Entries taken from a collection
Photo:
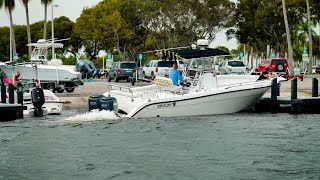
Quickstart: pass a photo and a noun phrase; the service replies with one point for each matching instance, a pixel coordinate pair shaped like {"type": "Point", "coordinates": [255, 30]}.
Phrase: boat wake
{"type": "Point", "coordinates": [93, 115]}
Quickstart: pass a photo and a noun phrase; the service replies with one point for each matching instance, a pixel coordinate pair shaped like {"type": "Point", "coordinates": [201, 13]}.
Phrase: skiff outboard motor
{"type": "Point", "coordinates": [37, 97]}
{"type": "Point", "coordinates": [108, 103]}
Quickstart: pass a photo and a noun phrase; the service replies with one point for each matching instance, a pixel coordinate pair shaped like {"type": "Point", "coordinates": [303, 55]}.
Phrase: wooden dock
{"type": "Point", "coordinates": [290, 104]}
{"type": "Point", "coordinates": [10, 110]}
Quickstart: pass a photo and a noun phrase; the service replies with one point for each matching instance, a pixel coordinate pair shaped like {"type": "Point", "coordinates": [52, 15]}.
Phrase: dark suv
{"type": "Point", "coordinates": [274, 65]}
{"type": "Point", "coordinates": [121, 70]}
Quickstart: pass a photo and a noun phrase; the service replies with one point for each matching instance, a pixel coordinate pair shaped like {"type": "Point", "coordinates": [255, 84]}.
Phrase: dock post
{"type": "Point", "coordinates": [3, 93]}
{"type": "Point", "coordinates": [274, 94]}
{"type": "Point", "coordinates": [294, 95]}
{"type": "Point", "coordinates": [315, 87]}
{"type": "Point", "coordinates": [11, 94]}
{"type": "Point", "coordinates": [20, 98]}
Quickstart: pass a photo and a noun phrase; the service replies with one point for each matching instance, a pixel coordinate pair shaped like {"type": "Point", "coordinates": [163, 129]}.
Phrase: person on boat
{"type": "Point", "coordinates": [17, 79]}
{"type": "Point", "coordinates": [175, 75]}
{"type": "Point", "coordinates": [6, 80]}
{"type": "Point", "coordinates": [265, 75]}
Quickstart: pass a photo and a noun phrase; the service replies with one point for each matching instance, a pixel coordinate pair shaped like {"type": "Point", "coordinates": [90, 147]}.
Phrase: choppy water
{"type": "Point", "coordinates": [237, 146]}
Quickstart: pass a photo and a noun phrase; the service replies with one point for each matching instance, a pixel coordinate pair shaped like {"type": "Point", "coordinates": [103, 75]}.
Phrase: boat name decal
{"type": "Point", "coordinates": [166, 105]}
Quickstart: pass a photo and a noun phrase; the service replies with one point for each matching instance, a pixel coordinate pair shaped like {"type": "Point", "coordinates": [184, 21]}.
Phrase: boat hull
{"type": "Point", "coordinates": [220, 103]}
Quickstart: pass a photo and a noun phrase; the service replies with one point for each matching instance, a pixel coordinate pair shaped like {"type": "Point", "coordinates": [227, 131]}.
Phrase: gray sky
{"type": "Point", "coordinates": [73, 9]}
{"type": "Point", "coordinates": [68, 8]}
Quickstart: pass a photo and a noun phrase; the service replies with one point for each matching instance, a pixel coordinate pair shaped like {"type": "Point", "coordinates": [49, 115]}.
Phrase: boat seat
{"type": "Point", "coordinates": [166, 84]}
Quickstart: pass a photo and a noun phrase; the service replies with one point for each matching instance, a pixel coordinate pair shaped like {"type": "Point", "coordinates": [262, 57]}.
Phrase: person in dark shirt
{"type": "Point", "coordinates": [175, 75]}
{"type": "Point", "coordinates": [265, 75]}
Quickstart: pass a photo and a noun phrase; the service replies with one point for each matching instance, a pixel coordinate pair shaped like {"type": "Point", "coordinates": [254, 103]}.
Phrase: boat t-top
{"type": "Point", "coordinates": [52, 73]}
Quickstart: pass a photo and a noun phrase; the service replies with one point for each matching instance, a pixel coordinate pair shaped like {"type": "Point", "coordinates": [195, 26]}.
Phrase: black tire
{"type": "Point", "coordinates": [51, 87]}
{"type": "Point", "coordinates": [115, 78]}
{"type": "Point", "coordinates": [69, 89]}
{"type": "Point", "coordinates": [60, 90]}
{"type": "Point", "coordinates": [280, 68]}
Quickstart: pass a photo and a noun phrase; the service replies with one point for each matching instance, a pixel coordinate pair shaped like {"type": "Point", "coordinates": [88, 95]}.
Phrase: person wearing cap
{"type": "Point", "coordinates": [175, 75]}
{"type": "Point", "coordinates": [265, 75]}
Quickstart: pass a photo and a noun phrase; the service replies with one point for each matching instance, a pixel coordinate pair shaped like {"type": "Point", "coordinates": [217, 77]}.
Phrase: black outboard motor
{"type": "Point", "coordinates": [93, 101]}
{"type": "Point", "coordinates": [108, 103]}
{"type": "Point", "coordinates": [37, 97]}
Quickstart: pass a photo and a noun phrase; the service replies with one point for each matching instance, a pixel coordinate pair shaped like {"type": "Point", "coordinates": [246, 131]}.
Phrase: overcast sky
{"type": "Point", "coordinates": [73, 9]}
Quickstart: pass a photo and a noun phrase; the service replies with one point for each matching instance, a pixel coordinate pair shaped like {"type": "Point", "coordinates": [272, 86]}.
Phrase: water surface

Brief
Go through the listing above and write it out again exactly, dropping the pictures.

Worked solution
Photo:
Quickstart: pass a photo and a noun phrase; the service replies with one point for each matching instance, a pixel coordinate pair shaped like {"type": "Point", "coordinates": [255, 30]}.
Phrase: boat wake
{"type": "Point", "coordinates": [93, 115]}
Quickstart: pass a photo and a noun phrase; the service replies with one point for each matching instance, a pixel coordinate pair shaped like {"type": "Point", "coordinates": [201, 13]}.
Phrase: skiff outboard motor
{"type": "Point", "coordinates": [37, 97]}
{"type": "Point", "coordinates": [108, 103]}
Quickstart: pass a photo and a noun phrase; the service replies with one point for each matching instance, a pixel coordinate pair shaped like {"type": "Point", "coordinates": [303, 55]}.
Phrase: wooden dock
{"type": "Point", "coordinates": [290, 104]}
{"type": "Point", "coordinates": [10, 110]}
Quickstart: pass a photo and a noun phrase; the service replies with one point for each matching instance, a pixel coordinate pair shaped like {"type": "Point", "coordinates": [52, 15]}.
Phrase: dark suv
{"type": "Point", "coordinates": [274, 65]}
{"type": "Point", "coordinates": [121, 70]}
Quickstart: pass a photo and a noun phrase; the service replies with one point for each matching instance, a pixel coordinate pair shaped like {"type": "Point", "coordinates": [255, 84]}.
Phrase: dock post
{"type": "Point", "coordinates": [3, 93]}
{"type": "Point", "coordinates": [274, 94]}
{"type": "Point", "coordinates": [294, 95]}
{"type": "Point", "coordinates": [315, 87]}
{"type": "Point", "coordinates": [11, 94]}
{"type": "Point", "coordinates": [20, 98]}
Quickstart: pass a photo and a noun phrase; the service replies with one point for each matching instance, a pixel coordinate pair shaped like {"type": "Point", "coordinates": [163, 129]}.
Phrase: person on boat
{"type": "Point", "coordinates": [17, 79]}
{"type": "Point", "coordinates": [175, 75]}
{"type": "Point", "coordinates": [6, 80]}
{"type": "Point", "coordinates": [265, 75]}
Quickstart: pass a photo and a noun phrase; the service replies with one point for each matching instance, a pixel coordinate pair shaped like {"type": "Point", "coordinates": [90, 147]}.
Phrase: choppy water
{"type": "Point", "coordinates": [237, 146]}
Quickstart: pass a photo and a noun phrase; the service replies with one point for each matching instance, a pixel coordinate pair shaped like {"type": "Point", "coordinates": [103, 75]}.
Phrase: boat name decal
{"type": "Point", "coordinates": [166, 105]}
Quickstart: pass a photo and a noun phrase; the service replies with one point for each matching instance, a pixel coordinate pair shaped like {"type": "Point", "coordinates": [184, 21]}.
Phrase: boat hull
{"type": "Point", "coordinates": [220, 103]}
Quickstart: pass a photo and a noun phrase; the service replies with one point for each matching instance, a pixel coordinate pair shaped like {"type": "Point", "coordinates": [227, 131]}.
Phrase: gray sky
{"type": "Point", "coordinates": [73, 9]}
{"type": "Point", "coordinates": [68, 8]}
Quickstart: pass a photo and a noun phrase; the service replies with one point for each matching instance, a pixel coordinate pair shaped like {"type": "Point", "coordinates": [49, 115]}.
Phrase: boat seat
{"type": "Point", "coordinates": [166, 84]}
Quickstart: pass a photo and a noun phrase; the service replies with one point for each matching instance, a pixel coordinate pair shaped like {"type": "Point", "coordinates": [262, 57]}.
Phrase: person in dark shirt
{"type": "Point", "coordinates": [175, 75]}
{"type": "Point", "coordinates": [265, 75]}
Quickstart: pass a photo and a noun phrase; the service replies with one point for each matching instance, a pixel coordinate pair shaped like {"type": "Point", "coordinates": [254, 103]}.
Phrase: boat t-top
{"type": "Point", "coordinates": [52, 73]}
Quickstart: pass a photo and a noun phrase; the service replies with one point for each matching instance, a pixel coordinate pair shaped like {"type": "Point", "coordinates": [195, 26]}.
Phrase: black tire
{"type": "Point", "coordinates": [51, 87]}
{"type": "Point", "coordinates": [115, 78]}
{"type": "Point", "coordinates": [69, 89]}
{"type": "Point", "coordinates": [60, 90]}
{"type": "Point", "coordinates": [280, 68]}
Quickstart: pass a photo and a noun phrase; the service replies with one point for each matching instance, a pixel coordinate pair shaped like {"type": "Point", "coordinates": [88, 95]}.
Phrase: person wearing cap
{"type": "Point", "coordinates": [175, 75]}
{"type": "Point", "coordinates": [265, 75]}
Quickstart: pass a photo and a noun phrase; the service replies with one point for each matching instance, a pixel coordinate pair shaped like {"type": "Point", "coordinates": [217, 77]}.
Phrase: black outboard motor
{"type": "Point", "coordinates": [93, 101]}
{"type": "Point", "coordinates": [108, 103]}
{"type": "Point", "coordinates": [37, 97]}
Quickstart: pass a photo and a noun phrase; the service replies with one point for each matching instance, a pixel coordinate pair shaped like {"type": "Point", "coordinates": [246, 131]}.
Phrase: overcast sky
{"type": "Point", "coordinates": [73, 9]}
Quickstart: pass a photo and a noun phrase; the service replies with one point for each matching instance, a pixel coordinate pair shaped like {"type": "Point", "coordinates": [272, 86]}.
Phrase: water surface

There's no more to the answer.